> [Requirements]
1. Name every currency mentioned in the passage on Brexit and the pound.
2. Copy the passage on Brexit and the pound word for word from "While volatility is" to "with no meeting.".

> [Selected passage]
One moment, the UK and the European Union are reportedly on the verge of a deal leading to a close future relationship between the two, avoiding the dreaded “no-deal Brexit.” The next, infighting in the British government and growing calls for a second referendum threaten to blow everything up.
Where does the Brexit process actually stand? It’s hard to say from day to day—or, really, from hour to hour—and the confusion is giving markets whiplash. One measure of volatility for the pound is now at its highest since January 2017.
While volatility is not as high as when the Brexit referendum took place—the gauge reached 30 in June 2016, versus around 11 today—pound traders are changing direction on even the faintest glimmer of hope for a deal or dose of reality that the hurdles are high. The UK is due to leave the EU at the end of March; the time needed to ratify a deal in British and European parliaments is slipping away.
In the first week of November, the pound climbed 3% against the US dollar amid news that an amicable withdrawal agreement was imminent. British prime minister Theresa May reportedly had her cabinet on standby to sign-off on an agreement last week. That moment came and went with no meeting.
In the past three trading days, the pound has dropped about 2% against the dollar. On Friday afternoon (Oct. 9), Jo Johnson, a cabinet minister (and brother to Brexiteer Boris Johnson, who is calling for a “mutiny” against the prime minister) resigned from government and backed a second referendum. He voted to remain in the EU in the 2016 referendum. “Britain stands on the brink of the greatest crisis since the Second World War,” Johnson wrote after resigning.
The pound-dollar’s volatility substantially diverged from swings in the value of the euro and yen versus the dollar in recent months. The pound-dollar currency pair is the third most traded in the world, after the dollar-euro and dollar-yen, with an average daily turnover of $470 billion.

> [Stored rows]
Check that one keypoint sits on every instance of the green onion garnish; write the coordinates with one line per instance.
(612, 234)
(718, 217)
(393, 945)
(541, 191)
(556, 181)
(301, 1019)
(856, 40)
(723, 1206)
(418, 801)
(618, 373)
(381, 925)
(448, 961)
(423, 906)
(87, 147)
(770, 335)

> [Exercise results]
1.
- pound
- US dollar
- euro
- yen

2.
While volatility is not as high as when the Brexit referendum took place—the gauge reached 30 in June 2016, versus around 11 today—pound traders are changing direction on even the faintest glimmer of hope for a deal or dose of reality that the hurdles are high. The UK is due to leave the EU at the end of March; the time needed to ratify a deal in British and European parliaments is slipping away.
In the first week of November, the pound climbed 3% against the US dollar amid news that an amicable withdrawal agreement was imminent. British prime minister Theresa May reportedly had her cabinet on standby to sign-off on an agreement last week. That moment came and went with no meeting.